Could every line of the listing be output exactly, with the pictures skipped?
▬▬▬▬▬▬▬▬▬▬
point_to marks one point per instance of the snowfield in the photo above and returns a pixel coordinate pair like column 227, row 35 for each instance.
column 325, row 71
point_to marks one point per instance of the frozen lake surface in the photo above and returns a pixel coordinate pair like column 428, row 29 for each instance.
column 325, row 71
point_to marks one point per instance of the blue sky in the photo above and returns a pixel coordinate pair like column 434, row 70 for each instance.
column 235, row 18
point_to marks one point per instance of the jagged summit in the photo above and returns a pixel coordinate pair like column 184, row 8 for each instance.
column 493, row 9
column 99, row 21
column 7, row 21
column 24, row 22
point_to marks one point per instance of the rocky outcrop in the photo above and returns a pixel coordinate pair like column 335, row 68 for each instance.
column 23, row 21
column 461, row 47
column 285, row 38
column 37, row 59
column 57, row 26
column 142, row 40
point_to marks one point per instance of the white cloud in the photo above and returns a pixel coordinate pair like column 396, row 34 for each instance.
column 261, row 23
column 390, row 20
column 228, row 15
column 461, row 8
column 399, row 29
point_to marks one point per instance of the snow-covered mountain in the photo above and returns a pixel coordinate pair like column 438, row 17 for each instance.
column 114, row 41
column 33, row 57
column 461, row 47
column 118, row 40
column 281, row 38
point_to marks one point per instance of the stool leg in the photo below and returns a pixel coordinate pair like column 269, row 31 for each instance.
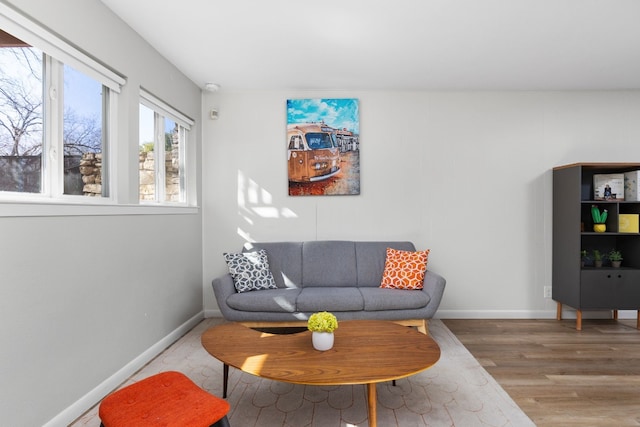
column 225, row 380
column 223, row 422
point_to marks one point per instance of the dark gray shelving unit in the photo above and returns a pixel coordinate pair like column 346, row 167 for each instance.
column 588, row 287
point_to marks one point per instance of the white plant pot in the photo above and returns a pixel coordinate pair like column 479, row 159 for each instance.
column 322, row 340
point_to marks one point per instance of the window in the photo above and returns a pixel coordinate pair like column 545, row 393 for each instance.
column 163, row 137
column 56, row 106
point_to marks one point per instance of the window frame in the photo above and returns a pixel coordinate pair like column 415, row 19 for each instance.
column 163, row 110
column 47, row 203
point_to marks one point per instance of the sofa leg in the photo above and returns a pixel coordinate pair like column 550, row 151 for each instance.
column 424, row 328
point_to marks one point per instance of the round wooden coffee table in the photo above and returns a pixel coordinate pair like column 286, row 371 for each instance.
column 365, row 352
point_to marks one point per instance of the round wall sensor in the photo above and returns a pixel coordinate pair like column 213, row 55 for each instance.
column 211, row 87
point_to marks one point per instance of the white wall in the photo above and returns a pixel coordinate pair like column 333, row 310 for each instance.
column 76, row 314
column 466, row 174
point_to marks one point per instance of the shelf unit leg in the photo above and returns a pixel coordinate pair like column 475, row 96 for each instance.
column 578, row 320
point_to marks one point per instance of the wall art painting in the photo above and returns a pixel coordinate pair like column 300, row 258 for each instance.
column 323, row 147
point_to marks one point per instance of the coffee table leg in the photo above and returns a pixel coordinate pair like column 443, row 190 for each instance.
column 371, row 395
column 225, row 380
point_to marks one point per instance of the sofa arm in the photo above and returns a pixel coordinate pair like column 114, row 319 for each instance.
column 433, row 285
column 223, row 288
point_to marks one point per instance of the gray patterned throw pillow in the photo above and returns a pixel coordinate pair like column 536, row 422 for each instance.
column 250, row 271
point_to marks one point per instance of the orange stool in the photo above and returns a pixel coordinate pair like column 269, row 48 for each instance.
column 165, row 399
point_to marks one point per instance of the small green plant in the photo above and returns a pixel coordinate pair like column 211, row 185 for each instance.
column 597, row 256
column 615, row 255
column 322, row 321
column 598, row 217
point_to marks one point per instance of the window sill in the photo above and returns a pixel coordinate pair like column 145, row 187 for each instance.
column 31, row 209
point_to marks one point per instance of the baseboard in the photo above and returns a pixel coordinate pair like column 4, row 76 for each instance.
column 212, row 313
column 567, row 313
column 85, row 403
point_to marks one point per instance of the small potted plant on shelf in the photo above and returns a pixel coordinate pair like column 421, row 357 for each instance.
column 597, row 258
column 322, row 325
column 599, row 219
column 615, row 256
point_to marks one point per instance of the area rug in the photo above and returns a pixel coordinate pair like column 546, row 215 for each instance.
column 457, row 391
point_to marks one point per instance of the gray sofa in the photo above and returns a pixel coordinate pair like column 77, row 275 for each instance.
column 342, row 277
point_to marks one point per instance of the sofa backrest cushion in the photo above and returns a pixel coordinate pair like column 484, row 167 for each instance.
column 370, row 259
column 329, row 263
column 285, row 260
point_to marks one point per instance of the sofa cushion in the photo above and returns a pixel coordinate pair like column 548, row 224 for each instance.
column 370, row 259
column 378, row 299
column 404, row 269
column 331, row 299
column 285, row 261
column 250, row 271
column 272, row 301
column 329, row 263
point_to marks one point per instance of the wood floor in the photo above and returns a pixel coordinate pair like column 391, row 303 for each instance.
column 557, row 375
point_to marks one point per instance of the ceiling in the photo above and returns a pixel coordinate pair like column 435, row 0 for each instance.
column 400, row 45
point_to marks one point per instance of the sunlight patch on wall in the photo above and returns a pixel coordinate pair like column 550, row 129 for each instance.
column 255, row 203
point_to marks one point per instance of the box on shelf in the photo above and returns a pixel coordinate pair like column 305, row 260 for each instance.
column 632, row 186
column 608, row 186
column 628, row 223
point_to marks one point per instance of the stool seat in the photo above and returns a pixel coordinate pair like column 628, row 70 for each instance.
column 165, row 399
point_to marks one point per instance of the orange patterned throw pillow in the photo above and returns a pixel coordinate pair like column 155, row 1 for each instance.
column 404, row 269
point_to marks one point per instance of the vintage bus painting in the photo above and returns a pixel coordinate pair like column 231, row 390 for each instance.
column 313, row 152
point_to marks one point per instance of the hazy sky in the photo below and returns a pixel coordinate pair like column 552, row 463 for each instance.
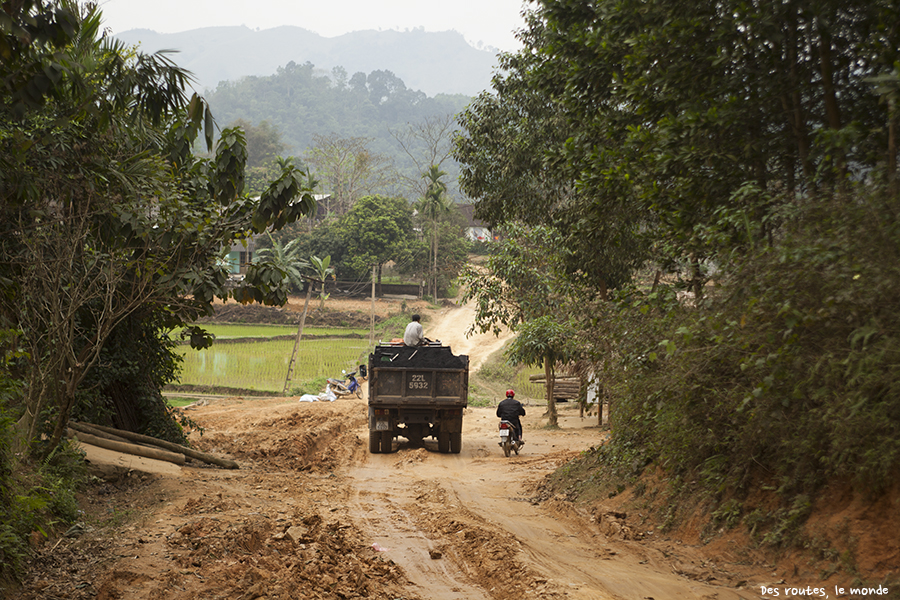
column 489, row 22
▬▬▬▬▬▬▬▬▬▬
**Answer box**
point_to marks one point per instance of the snowfield in the photo above and returns a pixel coordinate pair like column 227, row 35 for each instance.
column 325, row 71
point_to marks one point per instance of the frozen lake surface in the photo above and returns a pixel coordinate pair like column 428, row 29 for each instance.
column 325, row 71
point_to marks one point per instance of the blue sky in the photo above and returns a pixel coordinate pair like column 434, row 70 for each instance.
column 235, row 18
point_to marks one point per instance of the jagged summit in the photo above and returns a pixel coordinate pair like column 184, row 8 for each instance.
column 493, row 9
column 99, row 21
column 7, row 21
column 24, row 22
point_to marks one point per instance of the rocky outcrop in the photo above and returns a pixel coordinate pair like column 335, row 68 for each instance.
column 23, row 21
column 461, row 47
column 285, row 38
column 37, row 59
column 57, row 26
column 142, row 40
point_to marks one point per instance of the white cloud in the photo above and returns a pixel coordinate pair like column 396, row 34 for each instance.
column 261, row 23
column 390, row 20
column 228, row 15
column 461, row 8
column 399, row 29
point_to marks one point per instance of the snow-covered mountain in the photo above and returns a pixel coordinate pair like column 438, row 17 for each instance.
column 114, row 41
column 33, row 57
column 461, row 47
column 118, row 40
column 281, row 38
point_to marks one point per instance of the stool leg in the photo below and returns a pixel coordinate pair like column 269, row 31 for each instance.
column 225, row 380
column 223, row 422
point_to marks one point per instance of the dark gray shelving unit in the photo above and returns a pixel coordinate pair like column 346, row 167 for each instance.
column 588, row 287
point_to marks one point per instance of the white plant pot in the photo above and returns a pixel coordinate pair like column 479, row 159 for each instance.
column 322, row 340
point_to marks one point per instance of the window in the photo above and returns a pixel coordinate pair like column 545, row 393 for each instance.
column 163, row 137
column 56, row 106
point_to marks one point per instance of the window frame in the photo above and returns a pixel coordinate pair like column 415, row 19 for each instance.
column 163, row 110
column 47, row 203
point_to marks one point per instance of the sofa leg in the photo above and returns a pixel coordinate pair like column 550, row 151 for each instance.
column 424, row 328
point_to marks one point per instance of the round wooden coffee table in the photo above and returns a pixel coordinate pair like column 286, row 371 for each instance.
column 365, row 352
point_to marks one point per instance of the round wall sensor in the photo above and returns a pixel coordinate pair like column 213, row 55 for each instance.
column 211, row 87
point_to marks one point per instance of the white wall in the photo above and returns a pixel coordinate pair like column 333, row 310 for each instance.
column 76, row 314
column 466, row 174
point_to marks one point per instance of the shelf unit leg in the photo above and returns a pixel coordinate pair like column 475, row 96 for each instance.
column 578, row 320
point_to marks one point per instance of the wall art painting in the photo above and returns a pixel coordinate pair like column 300, row 258 for each instance.
column 323, row 147
point_to marks one point per instance of the coffee table leg in the photo above and returns a pixel coordinate pair like column 443, row 190 for each instance.
column 371, row 395
column 225, row 380
point_to marks one point per instance of the sofa arm in the photo above and returns a pixel coordinate pair like column 114, row 319 for each instance.
column 433, row 285
column 223, row 288
point_to marks one point per instance of the gray patterned throw pillow in the photo above and returns a pixel coordinate pair like column 536, row 422 for each instance.
column 250, row 271
point_to marks one point per instance of the orange stool in the photo above and returns a pixel coordinate pair like column 269, row 48 for each instance.
column 165, row 399
point_to marks one point per instance of the small green plant in the photo above and returns a pixel coordinate pair like column 211, row 185 for each instance.
column 597, row 256
column 615, row 255
column 322, row 321
column 598, row 217
point_to marks one point per instance of the window sill in the photo above and returns a pixel coordinate pair like column 145, row 187 for each instance.
column 31, row 209
point_to marks one point per instance of the baseboard in the photo above and returns a pixel coordinate pair like column 4, row 76 for each instance.
column 212, row 313
column 567, row 313
column 85, row 403
point_to marks one point per instance of the small potted plant on shelf in the photo above and returns a pixel coordinate pair like column 421, row 357 for each instance.
column 597, row 258
column 322, row 325
column 599, row 219
column 615, row 256
point_to marks one point per instance of the area rug in the photo above and returns a pixel coordinate pair like column 546, row 215 for each instance.
column 457, row 391
point_to marks one point per instance of the gray sofa in the photo above and returns a pixel coordinate pair like column 77, row 275 for each instance.
column 342, row 277
point_to marks one point per instance of the sofa backrest cushion in the photo above and returns a pixel coordinate pair like column 484, row 167 for each instance.
column 370, row 259
column 329, row 263
column 285, row 260
point_to marks one point per instance of the sofa cushion in the photo above and returns a pixel coordinate pair like column 548, row 224 for each instance.
column 370, row 259
column 378, row 299
column 404, row 269
column 331, row 299
column 285, row 261
column 250, row 271
column 272, row 301
column 329, row 263
point_to marks one point per instance of the wood floor in the photo above and returns a pixel coordinate pair like column 391, row 303 for each instance.
column 557, row 375
point_to marks one point per instance of the ceiling in the photo above and returns a pixel coordinate pair like column 435, row 0 for each instance.
column 400, row 45
point_to marks one point per instance of the sunlight patch on wall in the photo above and returns a pixel coordinate pair like column 550, row 129 for each instance.
column 255, row 203
point_to marks one point per instance of the box on shelf in the photo above and returns a pixel coordinate pair like column 305, row 260 for each instance.
column 632, row 186
column 608, row 186
column 628, row 223
point_to marks one point per instance of the stool seat in the photo above and returns a pixel coordinate pair like column 628, row 70 for each instance.
column 165, row 399
point_to marks one point per instance of the orange patterned throw pillow in the photo above and returns a pixel coordinate pair like column 155, row 1 for each instance.
column 404, row 269
point_to marks one point per instance of the vintage bus painting in the photo above and returns a pixel coordinate pair like column 231, row 390 for each instance.
column 313, row 152
point_to marks one point per instance of the hazy sky in the photo below and returns a pixel coordinate pair like column 552, row 463 for each instance.
column 489, row 22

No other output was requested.